===== Source records =====

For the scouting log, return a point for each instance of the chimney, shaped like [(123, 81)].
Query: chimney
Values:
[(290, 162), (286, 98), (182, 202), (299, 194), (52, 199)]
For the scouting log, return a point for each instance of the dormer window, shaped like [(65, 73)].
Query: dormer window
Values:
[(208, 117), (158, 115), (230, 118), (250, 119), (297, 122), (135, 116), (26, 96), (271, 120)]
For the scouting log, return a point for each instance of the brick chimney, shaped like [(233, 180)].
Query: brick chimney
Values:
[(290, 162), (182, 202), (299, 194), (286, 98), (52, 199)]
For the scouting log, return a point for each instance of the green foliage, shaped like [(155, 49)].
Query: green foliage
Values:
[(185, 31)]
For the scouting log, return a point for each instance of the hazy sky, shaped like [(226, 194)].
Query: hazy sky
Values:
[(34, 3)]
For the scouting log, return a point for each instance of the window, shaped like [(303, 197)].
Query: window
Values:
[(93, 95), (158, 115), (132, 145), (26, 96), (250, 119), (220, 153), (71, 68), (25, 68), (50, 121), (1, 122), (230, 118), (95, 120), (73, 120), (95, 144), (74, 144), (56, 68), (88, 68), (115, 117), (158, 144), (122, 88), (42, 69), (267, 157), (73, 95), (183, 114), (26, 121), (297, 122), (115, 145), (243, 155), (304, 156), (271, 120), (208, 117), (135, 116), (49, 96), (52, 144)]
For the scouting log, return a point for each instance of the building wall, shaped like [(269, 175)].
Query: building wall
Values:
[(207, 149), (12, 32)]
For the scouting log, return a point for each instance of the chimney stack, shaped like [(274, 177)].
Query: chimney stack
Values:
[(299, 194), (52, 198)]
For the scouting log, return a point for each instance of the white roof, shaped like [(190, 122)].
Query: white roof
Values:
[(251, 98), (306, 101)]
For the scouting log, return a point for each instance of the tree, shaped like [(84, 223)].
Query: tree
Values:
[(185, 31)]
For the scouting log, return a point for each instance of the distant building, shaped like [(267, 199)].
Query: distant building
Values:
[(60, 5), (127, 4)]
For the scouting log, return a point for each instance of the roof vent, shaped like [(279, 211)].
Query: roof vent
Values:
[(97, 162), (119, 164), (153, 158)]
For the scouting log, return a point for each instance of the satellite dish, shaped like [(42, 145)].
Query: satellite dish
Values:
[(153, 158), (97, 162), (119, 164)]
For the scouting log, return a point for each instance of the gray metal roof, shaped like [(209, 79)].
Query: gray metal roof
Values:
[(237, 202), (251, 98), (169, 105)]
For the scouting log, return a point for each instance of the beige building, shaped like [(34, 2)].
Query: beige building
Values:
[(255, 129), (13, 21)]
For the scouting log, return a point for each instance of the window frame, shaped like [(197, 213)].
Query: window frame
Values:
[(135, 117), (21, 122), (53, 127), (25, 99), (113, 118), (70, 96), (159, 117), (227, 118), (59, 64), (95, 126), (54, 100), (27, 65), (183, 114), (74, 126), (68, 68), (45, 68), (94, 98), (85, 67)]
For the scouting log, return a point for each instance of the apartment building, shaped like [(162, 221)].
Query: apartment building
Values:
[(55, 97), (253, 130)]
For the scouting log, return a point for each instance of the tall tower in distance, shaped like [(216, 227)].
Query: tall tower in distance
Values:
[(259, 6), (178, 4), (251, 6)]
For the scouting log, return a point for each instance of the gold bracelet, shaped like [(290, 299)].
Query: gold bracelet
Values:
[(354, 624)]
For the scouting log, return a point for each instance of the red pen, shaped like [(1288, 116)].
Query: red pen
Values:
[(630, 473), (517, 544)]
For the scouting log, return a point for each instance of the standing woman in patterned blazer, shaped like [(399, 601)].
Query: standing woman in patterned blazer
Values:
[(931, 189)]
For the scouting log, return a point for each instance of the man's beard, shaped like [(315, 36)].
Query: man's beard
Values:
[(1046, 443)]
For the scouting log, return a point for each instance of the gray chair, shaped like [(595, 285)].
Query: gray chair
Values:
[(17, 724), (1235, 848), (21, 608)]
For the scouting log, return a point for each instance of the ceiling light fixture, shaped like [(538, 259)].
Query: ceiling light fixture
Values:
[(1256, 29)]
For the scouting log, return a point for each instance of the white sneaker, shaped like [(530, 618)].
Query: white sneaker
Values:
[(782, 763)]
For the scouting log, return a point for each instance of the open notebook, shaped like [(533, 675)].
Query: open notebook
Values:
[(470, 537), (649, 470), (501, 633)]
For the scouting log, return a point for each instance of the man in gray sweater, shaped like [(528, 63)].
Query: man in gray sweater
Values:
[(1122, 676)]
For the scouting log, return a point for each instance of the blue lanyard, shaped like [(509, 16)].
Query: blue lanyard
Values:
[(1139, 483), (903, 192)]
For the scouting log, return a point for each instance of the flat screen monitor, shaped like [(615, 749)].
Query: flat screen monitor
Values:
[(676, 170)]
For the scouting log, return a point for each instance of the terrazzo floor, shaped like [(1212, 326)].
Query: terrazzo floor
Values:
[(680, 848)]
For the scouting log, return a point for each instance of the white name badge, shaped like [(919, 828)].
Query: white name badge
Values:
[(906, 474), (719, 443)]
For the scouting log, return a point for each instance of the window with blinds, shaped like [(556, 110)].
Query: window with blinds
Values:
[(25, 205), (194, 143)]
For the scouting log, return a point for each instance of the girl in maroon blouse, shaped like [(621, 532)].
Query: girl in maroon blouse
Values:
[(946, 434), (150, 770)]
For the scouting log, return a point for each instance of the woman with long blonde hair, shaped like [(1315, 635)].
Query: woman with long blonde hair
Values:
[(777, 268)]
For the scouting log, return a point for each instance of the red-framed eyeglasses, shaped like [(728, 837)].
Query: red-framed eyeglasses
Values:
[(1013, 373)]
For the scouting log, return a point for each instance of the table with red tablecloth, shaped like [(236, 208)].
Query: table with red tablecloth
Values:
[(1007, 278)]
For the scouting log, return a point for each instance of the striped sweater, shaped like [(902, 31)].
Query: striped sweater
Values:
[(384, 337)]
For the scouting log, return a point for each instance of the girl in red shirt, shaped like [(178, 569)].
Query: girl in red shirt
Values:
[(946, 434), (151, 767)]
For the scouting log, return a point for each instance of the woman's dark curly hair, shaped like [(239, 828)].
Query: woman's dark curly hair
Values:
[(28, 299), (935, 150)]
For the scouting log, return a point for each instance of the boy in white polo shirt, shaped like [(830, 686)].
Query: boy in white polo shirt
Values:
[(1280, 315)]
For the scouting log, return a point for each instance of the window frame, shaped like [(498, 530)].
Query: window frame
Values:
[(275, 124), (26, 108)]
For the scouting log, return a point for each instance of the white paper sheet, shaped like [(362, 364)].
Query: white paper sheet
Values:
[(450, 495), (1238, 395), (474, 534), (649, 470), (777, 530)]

=====

- _To be done_
Reproduce, character for character, the lines of the records between the line holding "like [(42, 145)]." and the line holding "[(255, 129), (13, 21)]", inclusive.

- _Problem solution_
For the scouting log, return a point for each instance of the satellite dish, shaped like [(42, 145)].
Query: satellite dish
Values:
[(153, 158), (97, 162), (119, 164)]
For the scouting log, return a point for each instance of the gray metal roof, shaped like [(209, 79)].
Query: gray metal roof
Values:
[(237, 202), (251, 98), (169, 105)]
For the scouting log, return a point for each instance of the beige building, shaped like [(34, 2)].
Query: beige building
Values:
[(255, 129), (13, 21)]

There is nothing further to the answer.